═════ Page excerpt ═════

U.S. Intellectual History Blog

Ghost Dancers Past and Present

Having consulted the assigned materials, my students in the second half of the US History survey have no trouble supplying the basic information about the Ghost Dance. Introduced by a Paiute holy man named Wovoka and performed by groups of western plains Indians, the Ghost Dance was “a ritual,” “a ceremony,” “a belief,” “a superstitious behavior.” The dead warriors would come back, the game would return, the whites would be buried underground, and all that was lost would be restored. Some of the dancers wore “sacred garments,” “decorated with special symbols.” Some believed that when performing the ritual, bullets would not penetrate these garments.

Students go on being students. Most report dutifully and await for the next instruction. The Ghost Dance doesn’t seem to knock them in the head the way it does me. Of all the horrors that populate US History since 1865, few seem to me as unrelentingly sad. If one was ever tempted to see religious belief as an escape from reality, borne of the sheer desperation that comes from looking extinction in the face, what better evidence than the Ghost Dance might one find?

Therefore, it’s hard for me to check the Ghost Dance off the items-to-cover list and leave it at that. I don’t want to leave the ghost dancers in the pathetic place that history seems to assign them. I don’t think my reaction is all that unusual. Let’s not depict certain classes of folk as victims all the time, it’s sometimes argued; let’s point out instances of defiance, of collective and individual agency. The losers of history aren’t always losers. Sometimes they defy power. Sometimes they fight back just as nobly as the winners do.

In the case of the Ghost Dance, I’d like to try a different tack. I don’t want to think in terms of oppressors and victims, of winners and losers, but more generally of human beings and the kinds of things they do. The western Indians had tried everything. They tried resisting, and they tried assimilating. They tried signing treaties, and they tried giving up and asking for protection. If the Ghost Dance is where a people arrive when they’ve tried everything and nothing worked, they haven’t for a moment stopped being human. The Ghost Dance is the kind of thing human beings do.

And what kind of thing is that? It’s a ritual, a repeated act of patterned behavior, manifested and justified by a set of ideas. As such, it’s a form of expressive culture and not different in kind from many other forms of expressive culture. Expressive culture can be a way to process the most difficult and painful of contradictions. You are not who you thought you were. What you trusted has proven untrustworthy. Expressive culture creates space where incommensurable truths can stand side by side, where the logic of dreams is accommodated, and the living and the dead can converse. At this level of abstraction, the distinction between escaping reality and accepting reality begins to blur, along with the distinction between the winners and losers.

═════ Material provided ═════

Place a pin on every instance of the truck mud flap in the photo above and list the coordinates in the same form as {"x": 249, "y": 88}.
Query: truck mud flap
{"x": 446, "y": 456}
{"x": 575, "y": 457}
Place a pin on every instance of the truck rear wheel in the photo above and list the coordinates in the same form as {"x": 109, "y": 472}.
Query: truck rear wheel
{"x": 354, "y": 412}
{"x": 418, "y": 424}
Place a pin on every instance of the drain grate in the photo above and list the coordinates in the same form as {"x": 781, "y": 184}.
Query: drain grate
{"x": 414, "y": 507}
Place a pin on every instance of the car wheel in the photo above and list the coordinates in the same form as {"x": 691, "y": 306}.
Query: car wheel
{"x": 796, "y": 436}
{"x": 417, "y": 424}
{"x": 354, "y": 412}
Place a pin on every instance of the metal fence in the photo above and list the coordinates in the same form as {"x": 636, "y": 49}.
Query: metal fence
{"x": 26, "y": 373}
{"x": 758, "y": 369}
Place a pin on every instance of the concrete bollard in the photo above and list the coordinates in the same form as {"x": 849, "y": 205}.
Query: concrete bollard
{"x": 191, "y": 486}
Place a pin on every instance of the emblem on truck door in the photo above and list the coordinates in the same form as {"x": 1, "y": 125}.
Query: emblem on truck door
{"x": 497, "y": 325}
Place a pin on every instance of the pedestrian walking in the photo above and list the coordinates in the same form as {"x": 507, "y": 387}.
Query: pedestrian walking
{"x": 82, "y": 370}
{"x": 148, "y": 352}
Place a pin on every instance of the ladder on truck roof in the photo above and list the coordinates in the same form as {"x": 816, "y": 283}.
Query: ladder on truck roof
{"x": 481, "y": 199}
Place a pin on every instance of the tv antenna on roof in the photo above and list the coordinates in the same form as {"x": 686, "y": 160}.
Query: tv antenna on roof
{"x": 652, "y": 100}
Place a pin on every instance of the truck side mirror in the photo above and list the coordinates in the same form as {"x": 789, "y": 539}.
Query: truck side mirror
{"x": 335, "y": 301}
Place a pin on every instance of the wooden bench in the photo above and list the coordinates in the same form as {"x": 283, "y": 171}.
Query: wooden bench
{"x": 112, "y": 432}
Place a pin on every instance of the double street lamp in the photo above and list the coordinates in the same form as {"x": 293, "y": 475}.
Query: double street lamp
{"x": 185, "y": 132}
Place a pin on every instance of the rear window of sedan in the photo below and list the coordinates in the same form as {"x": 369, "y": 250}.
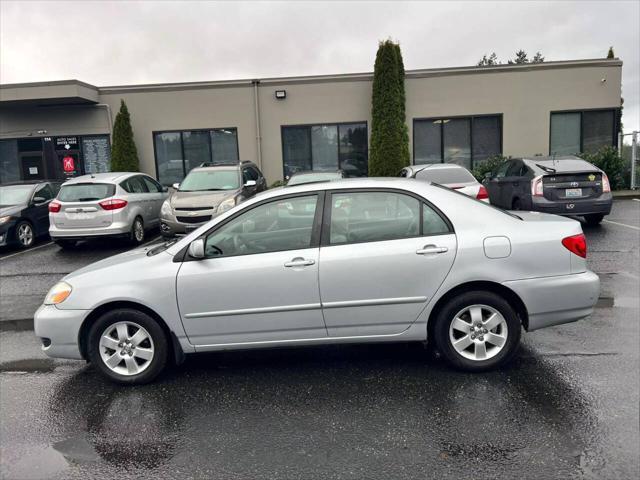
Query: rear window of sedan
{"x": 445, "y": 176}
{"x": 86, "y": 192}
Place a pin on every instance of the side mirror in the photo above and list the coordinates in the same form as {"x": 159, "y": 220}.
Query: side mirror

═════

Work to do: In the Ghost Dance post above, set down word for word the passage that begins at the words "And what kind" and stops after "winners and losers.".

Expected output:
And what kind of thing is that? It’s a ritual, a repeated act of patterned behavior, manifested and justified by a set of ideas. As such, it’s a form of expressive culture and not different in kind from many other forms of expressive culture. Expressive culture can be a way to process the most difficult and painful of contradictions. You are not who you thought you were. What you trusted has proven untrustworthy. Expressive culture creates space where incommensurable truths can stand side by side, where the logic of dreams is accommodated, and the living and the dead can converse. At this level of abstraction, the distinction between escaping reality and accepting reality begins to blur, along with the distinction between the winners and losers.